THE EXERCISE | Carry on the patent description of the thin-film electrographic writing head, beginning after its final sentence.

DOCUMENT EXTRACT |
[0001] This invention relates to a thin-film high-voltage electrographic writing head for
recording information upon a record medium, by means of a continuous writing process.
In particular, the writing head comprises thin-film elements including stylus electrodes,
driver circuitry, and transistor switching elements integrally fabricated upon a large
area substrate. The continuous process is implemented by an arrangement of the switching
elements, including a latching circuit connected to a high voltage resistor, associated
with each stylus.
[0002] Electrographic writing systems are well known. They comprise a writing head usually
having a linear array of thousands of styli for generating sequential raster lines
of information by means of high voltage electrical discharges across a minute air
gap to a conductive electrode. An insulating record medium, interposed between the
styli and the conductive electrode, retains thereon invisible electrostatically-charged
areas formed on its surface in response to the electrical discharges. Subsequently,
the charged areas are rendered visible by the application of "ink", which may be in
liquid or powder form, held to the medium by electrostatic attraction. The visible
image may be fixed to the medium in any one of a variety of ways, to produce a permanent
record.
[0003] One common form of the electrographic writing apparatus comprises a dual electrode
system, wherein the writing head styli comprise a first array of recording electrodes
spaced from, and cooperating with, a second electrode comprising segmented backing
electrodes. Such a system is shown and described in US 2 919 171 and US 3 771 634.
The record medium passes between the electrode arrays with a conductive layer in contact
with the backing electrodes and a dielectric charge-retentive layer slightly spaced
from the recording electrodes by an air gap. This arrangement, incorporating a coincident
voltage system for charging the record medium, enables simplification of the addressing
scheme.
[0004] Signal information voltages of a given polarity are applied to a selected stylus
electrodes, and a supplemental addressing voltage of opposite polarity is applied
to the backing electrodes. Neither the signal nor the addressing voltage is sufficient,
by itself, to cause charging of the record medium. However, when the two voltages
are simultaneously applied directly across the medium, the resultant total voltage
is sufficient to cause an electrical discharge, or breakdown, across the air gap,
for applying an electrostatic charge on the surface of the dielectric layer. The thousands
of stylus electrodes are divided into sections, and like-numbered electrodes in each
section are connected together so that all like-numbered styli, in each section, receive
the same signal information voltage. A signal segmented backing electrodes is registered
with each section. By simultaneously addressing the correct backing electrode, only
the stylus in the section associated with the energized backing electrode will apply
a charge to the record medium. Thus, a line of information is addressed and written
section-by-section, with each electrode having a relatively-short write time.

Location labeling records
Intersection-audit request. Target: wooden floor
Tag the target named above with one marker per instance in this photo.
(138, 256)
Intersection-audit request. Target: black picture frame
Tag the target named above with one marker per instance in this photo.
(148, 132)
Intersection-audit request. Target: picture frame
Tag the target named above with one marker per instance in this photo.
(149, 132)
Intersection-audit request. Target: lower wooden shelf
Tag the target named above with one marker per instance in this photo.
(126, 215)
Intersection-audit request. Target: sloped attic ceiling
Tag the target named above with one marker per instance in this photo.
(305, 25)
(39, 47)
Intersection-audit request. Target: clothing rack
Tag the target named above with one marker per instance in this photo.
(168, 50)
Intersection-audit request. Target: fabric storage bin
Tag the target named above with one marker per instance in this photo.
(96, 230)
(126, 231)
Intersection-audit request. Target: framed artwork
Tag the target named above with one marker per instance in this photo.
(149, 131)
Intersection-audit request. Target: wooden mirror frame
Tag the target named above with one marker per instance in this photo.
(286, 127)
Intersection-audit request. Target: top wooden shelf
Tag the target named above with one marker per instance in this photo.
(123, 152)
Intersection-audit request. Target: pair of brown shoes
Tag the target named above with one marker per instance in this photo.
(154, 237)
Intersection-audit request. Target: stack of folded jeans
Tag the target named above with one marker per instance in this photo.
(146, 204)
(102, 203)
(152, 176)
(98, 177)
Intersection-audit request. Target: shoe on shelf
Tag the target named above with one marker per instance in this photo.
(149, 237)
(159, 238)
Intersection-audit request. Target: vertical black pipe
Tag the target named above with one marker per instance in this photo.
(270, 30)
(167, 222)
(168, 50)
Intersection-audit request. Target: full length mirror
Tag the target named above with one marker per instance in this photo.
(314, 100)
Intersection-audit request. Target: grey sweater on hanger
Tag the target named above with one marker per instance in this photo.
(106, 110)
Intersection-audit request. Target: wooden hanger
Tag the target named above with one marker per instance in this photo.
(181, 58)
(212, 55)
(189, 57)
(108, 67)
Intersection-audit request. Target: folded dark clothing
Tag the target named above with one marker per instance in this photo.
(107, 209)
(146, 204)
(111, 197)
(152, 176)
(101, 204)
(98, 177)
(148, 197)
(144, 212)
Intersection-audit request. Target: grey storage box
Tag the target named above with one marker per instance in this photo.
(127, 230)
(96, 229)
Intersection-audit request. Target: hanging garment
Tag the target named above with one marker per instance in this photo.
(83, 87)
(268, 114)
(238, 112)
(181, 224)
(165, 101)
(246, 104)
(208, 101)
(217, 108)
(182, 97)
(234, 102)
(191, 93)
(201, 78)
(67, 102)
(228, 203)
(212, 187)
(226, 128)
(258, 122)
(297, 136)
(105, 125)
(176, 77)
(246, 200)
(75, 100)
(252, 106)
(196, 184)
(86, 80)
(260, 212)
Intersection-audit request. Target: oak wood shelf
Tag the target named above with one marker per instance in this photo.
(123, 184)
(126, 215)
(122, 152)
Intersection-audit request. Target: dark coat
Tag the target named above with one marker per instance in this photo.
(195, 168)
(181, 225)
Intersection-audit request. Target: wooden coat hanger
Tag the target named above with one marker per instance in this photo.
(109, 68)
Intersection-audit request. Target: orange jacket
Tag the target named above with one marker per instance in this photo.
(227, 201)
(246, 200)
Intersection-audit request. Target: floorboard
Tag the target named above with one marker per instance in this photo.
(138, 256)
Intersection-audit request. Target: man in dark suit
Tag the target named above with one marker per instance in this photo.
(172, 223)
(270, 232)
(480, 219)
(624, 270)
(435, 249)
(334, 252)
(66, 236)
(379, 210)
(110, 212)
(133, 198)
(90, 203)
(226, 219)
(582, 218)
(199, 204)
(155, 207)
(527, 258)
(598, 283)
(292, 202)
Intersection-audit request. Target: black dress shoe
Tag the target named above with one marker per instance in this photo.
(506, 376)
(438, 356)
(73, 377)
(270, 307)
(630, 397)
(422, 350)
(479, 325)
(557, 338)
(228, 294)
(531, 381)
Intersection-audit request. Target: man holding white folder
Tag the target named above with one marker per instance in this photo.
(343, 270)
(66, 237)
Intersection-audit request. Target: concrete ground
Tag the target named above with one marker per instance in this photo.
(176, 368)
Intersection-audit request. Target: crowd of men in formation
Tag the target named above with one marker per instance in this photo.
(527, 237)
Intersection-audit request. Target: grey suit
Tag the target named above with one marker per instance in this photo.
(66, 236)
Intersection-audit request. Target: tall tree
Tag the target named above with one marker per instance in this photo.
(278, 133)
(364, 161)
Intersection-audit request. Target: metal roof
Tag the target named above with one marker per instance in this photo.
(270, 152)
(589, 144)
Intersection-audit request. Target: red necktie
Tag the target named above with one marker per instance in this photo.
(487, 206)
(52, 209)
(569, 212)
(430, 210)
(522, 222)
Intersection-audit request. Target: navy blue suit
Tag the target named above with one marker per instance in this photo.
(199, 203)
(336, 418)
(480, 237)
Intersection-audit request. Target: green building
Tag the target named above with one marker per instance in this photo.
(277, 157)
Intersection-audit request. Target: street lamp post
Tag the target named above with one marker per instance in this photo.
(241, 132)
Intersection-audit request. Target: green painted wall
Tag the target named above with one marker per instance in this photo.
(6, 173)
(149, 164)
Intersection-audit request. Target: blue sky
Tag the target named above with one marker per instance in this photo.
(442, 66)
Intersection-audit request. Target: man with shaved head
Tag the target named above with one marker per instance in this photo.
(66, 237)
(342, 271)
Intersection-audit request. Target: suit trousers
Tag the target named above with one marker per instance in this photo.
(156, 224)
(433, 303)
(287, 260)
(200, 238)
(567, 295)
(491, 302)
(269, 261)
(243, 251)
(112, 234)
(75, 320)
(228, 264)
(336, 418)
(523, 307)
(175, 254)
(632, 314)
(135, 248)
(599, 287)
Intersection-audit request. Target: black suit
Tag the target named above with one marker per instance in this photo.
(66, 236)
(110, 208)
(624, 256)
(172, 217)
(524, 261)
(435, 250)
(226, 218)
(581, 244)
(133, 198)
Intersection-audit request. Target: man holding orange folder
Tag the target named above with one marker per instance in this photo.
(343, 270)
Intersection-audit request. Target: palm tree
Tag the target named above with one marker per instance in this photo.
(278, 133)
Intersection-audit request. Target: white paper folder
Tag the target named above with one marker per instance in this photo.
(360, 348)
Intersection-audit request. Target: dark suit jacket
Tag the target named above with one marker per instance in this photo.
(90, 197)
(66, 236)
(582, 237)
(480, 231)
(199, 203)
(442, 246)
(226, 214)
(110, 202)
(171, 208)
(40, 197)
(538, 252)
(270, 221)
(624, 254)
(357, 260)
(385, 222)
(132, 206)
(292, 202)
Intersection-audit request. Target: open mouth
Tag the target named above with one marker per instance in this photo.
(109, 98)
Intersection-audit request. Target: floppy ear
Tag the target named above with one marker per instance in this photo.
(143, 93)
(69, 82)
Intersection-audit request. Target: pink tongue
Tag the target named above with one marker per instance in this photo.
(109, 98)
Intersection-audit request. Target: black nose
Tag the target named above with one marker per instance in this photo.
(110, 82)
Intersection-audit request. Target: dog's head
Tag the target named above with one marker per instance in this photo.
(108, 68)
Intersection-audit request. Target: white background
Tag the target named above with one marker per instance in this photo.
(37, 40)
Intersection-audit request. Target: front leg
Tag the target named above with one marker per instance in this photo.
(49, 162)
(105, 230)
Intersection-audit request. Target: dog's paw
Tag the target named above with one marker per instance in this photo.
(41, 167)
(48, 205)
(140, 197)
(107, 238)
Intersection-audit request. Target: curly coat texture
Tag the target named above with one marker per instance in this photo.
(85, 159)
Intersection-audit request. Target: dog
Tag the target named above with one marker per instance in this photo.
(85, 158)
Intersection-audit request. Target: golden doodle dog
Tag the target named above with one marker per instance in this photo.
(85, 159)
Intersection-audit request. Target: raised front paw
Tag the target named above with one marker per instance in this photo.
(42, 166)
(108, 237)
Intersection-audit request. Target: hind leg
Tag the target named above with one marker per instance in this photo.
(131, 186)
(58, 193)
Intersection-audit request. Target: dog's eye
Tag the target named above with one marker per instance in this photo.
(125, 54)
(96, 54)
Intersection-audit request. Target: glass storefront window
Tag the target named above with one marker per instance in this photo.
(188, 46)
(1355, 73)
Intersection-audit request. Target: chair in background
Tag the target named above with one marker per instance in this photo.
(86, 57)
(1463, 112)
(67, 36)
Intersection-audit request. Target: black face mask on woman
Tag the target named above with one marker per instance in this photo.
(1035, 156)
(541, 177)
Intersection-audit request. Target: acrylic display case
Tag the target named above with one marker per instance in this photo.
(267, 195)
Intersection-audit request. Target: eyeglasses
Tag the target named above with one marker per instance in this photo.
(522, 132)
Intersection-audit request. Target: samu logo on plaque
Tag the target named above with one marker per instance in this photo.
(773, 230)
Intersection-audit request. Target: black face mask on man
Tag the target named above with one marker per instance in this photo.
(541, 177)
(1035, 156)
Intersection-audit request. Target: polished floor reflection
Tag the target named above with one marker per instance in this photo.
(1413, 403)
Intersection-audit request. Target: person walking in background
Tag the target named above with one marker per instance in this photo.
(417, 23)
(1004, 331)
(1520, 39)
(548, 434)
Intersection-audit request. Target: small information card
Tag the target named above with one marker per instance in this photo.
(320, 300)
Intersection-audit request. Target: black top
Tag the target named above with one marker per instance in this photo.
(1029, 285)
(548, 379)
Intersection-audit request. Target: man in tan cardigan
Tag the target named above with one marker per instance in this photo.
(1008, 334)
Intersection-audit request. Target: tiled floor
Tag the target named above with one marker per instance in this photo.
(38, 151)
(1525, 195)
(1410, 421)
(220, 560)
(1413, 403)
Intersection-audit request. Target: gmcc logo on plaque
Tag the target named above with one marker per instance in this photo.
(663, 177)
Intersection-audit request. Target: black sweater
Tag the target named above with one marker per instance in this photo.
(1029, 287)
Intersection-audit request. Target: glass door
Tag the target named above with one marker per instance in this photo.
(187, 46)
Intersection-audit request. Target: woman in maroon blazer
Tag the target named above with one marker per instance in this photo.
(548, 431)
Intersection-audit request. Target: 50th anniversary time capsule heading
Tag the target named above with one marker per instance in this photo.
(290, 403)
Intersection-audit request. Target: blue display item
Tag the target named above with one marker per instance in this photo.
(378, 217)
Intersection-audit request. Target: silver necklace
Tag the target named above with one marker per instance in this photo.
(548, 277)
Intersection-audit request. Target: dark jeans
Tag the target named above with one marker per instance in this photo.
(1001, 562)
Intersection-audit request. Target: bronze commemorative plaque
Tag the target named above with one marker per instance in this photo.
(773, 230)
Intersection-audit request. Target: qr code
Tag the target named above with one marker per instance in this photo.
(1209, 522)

EXERCISE ANSWER |
[0005] Because plural electrode arrays are required, it should be apparent that the conventional
dual electrode electrographic system is of relatively complex construction and, therefore,
is expensive to manufacture. In order to reduce the complexity of construction it
has been suggested in US 4 030 107 and US 4 058 814 to use a single electrode writing
head electrographic system wherein each writing stylus is provided with its own switch
and is individual driven via a suitable multiplexing scheme. Although these patented
systems represent an advance over the prior, more complex, approaches, they generally
employ hybrid technology, which necessitates substantial numbers of wire bonds and
increases its cost of manufacture:
The primary object of the present invention is to provide an improved electrographic
writing head, manufacturable by thin-film fabrication techniques. Such a head will
be compact, inexpensive, capable of high manufacturing yields, while enabling an extremely
high stylus density. Another object is to provide stylus addressing schemes which
necessitate a minimum of wire bonds to driving circuits external to the writing head.
[0006] It is a further object to provide a writing head wherein each of the styli of its
electrode array will be controlled by a latching circuit and a high voltage thin film
transistor which will allow each stylus to hold its charging voltage for a substantial
time, until the transitor is unlatched, thereby enabling the writing process to be
continuous.
[0007] Accordingly, the present invention provides an electrographic marking head which
is as claimed in the appended claims.
[0008] Other features and advantages of this invention will be apparent from the following,
more particular, description considered together with the accompanying drawings, wherein:
Figure 1 is a perspective view of the charging station of an electrographic writing
system;
Figure 2 is an enlarged perspective view similar to that of Figure 1, showing the
writing head relative to the record medium;
Figure 3 is a schematic representation of the integral thin-film writing head of the
present invention, showing the stylus electrodes, the thin-film switching elements
and the multiplexing arrangement;
Figure 4 is a side elevation view showing the thin-film high voltage transistor used
in the writing head of the present invention, and
Figures 5 and 6 are schematic representations of other forms of the integral thin-film
writing head.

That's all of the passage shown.